SOURCE TEXT
After waiting two years for pre-sec, it's finally done and my application is moving forward. My file is currently at Montreal, no interview and medical has been done yet. I'm wondering how late in the application processing that my file can still be transferred to Ontario?

Is after merit listed too late? Is it ok if I move back to Ontario after accept job offer but before sware in?


----------



## PandemicStrange (30 Dec 2016)

I'm not exactly sure. But I feel you can pretty much transfer it when ever. I know on average it takes about 2 weeks (at least for my case) to get to the destination (I went from Toronto to Hamilton, back to Toronto) and I just finished my medical before Christmas.


----------



## mariomike (30 Dec 2016)

File Transfer?
https://army.ca/forums/threads/114249.0

Relocating during the application process??  
http://army.ca/forums/threads/85851.0

etc...



			
				myhusky said:
			
		

> Is it ok if I move back to Ontario after accept job offer but before sware in?



See also,

OP: myhusky
DEO first posting family relocation question  
http://milnet.ca/forums/threads/124876/post-1469825.html#msg1469825
My goal is for CAF to cover the cost related to sell our home in Ontario, because Ontario is where our permanent home is.

_As always,_  Recruiting is your most trusted source of information.


----------

EXERCISE TASKS
1/ According to the forum thread, in which city is the original poster's file currently located?
2/ Please edit the stretch of the forum thread from "## PandemicStrange (30" through "File Transfer?", replacing "Hamilton" with "Ottawa".
Rely only on the forum thread for these.

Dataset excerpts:
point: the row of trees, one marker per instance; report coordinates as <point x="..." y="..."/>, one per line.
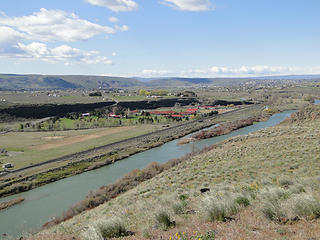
<point x="144" y="92"/>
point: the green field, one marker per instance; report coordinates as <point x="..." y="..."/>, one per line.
<point x="33" y="147"/>
<point x="262" y="186"/>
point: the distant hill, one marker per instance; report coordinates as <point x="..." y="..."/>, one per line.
<point x="29" y="82"/>
<point x="16" y="82"/>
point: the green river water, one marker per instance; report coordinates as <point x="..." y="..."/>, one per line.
<point x="44" y="203"/>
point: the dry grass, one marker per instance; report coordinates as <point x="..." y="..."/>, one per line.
<point x="54" y="143"/>
<point x="285" y="157"/>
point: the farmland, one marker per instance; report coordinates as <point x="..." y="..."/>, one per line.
<point x="255" y="169"/>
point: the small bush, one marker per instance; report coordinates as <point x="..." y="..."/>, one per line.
<point x="207" y="236"/>
<point x="274" y="212"/>
<point x="163" y="220"/>
<point x="305" y="206"/>
<point x="272" y="209"/>
<point x="220" y="209"/>
<point x="242" y="201"/>
<point x="112" y="228"/>
<point x="285" y="182"/>
<point x="179" y="208"/>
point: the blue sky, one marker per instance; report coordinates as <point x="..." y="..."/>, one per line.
<point x="148" y="38"/>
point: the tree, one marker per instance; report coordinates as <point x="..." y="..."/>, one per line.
<point x="95" y="94"/>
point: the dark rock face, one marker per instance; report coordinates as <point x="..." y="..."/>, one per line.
<point x="158" y="103"/>
<point x="48" y="110"/>
<point x="225" y="103"/>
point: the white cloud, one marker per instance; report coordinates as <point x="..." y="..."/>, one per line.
<point x="151" y="72"/>
<point x="116" y="5"/>
<point x="113" y="19"/>
<point x="64" y="53"/>
<point x="8" y="35"/>
<point x="122" y="28"/>
<point x="51" y="25"/>
<point x="242" y="71"/>
<point x="251" y="70"/>
<point x="189" y="5"/>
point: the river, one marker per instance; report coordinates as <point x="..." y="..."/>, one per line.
<point x="44" y="203"/>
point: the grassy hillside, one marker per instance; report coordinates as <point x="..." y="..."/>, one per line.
<point x="15" y="82"/>
<point x="261" y="186"/>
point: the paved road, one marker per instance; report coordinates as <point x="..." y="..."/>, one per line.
<point x="70" y="156"/>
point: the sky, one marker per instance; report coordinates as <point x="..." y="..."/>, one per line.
<point x="160" y="38"/>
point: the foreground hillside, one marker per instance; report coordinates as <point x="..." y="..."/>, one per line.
<point x="262" y="186"/>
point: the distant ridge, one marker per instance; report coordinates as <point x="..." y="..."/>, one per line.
<point x="37" y="82"/>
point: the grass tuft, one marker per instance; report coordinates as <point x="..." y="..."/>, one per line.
<point x="163" y="220"/>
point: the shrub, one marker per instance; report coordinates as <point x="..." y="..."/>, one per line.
<point x="220" y="209"/>
<point x="273" y="211"/>
<point x="179" y="208"/>
<point x="242" y="200"/>
<point x="285" y="182"/>
<point x="304" y="206"/>
<point x="163" y="220"/>
<point x="112" y="228"/>
<point x="207" y="236"/>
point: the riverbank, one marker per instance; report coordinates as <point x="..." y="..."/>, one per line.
<point x="224" y="128"/>
<point x="105" y="155"/>
<point x="55" y="199"/>
<point x="8" y="204"/>
<point x="260" y="180"/>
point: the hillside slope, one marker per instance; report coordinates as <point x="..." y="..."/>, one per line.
<point x="262" y="186"/>
<point x="16" y="82"/>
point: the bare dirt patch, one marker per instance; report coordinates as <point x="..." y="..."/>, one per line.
<point x="59" y="142"/>
<point x="53" y="137"/>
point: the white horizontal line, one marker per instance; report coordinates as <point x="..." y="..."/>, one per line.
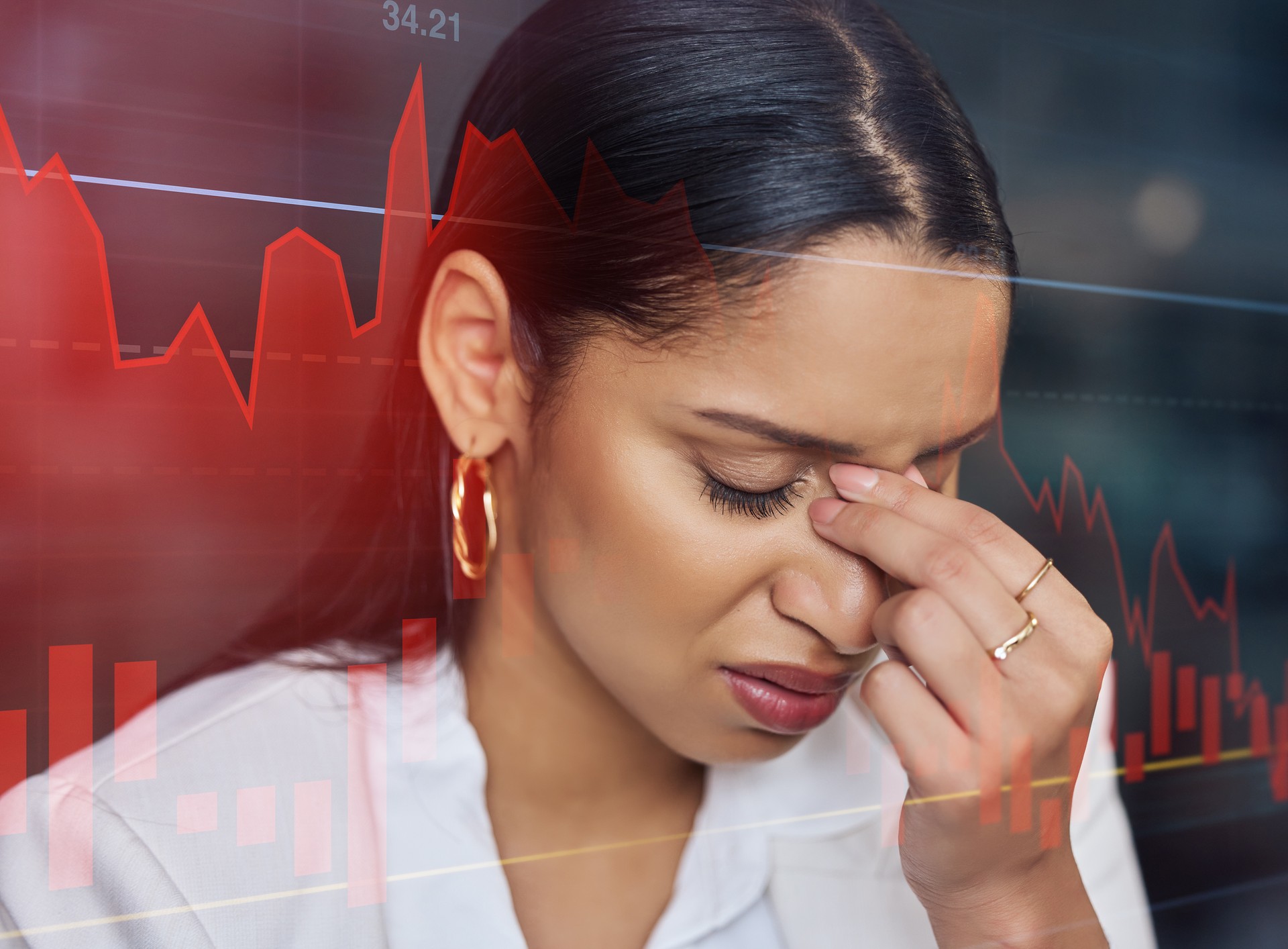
<point x="1161" y="295"/>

ANSWERS TO THE TASKS
1/ Montreal

2/
## PandemicStrange (30 Dec 2016)

I'm not exactly sure. But I feel you can pretty much transfer it when ever. I know on average it takes about 2 weeks (at least for my case) to get to the destination (I went from Toronto to Ottawa, back to Toronto) and I just finished my medical before Christmas.


----------



## mariomike (30 Dec 2016)

File Transfer?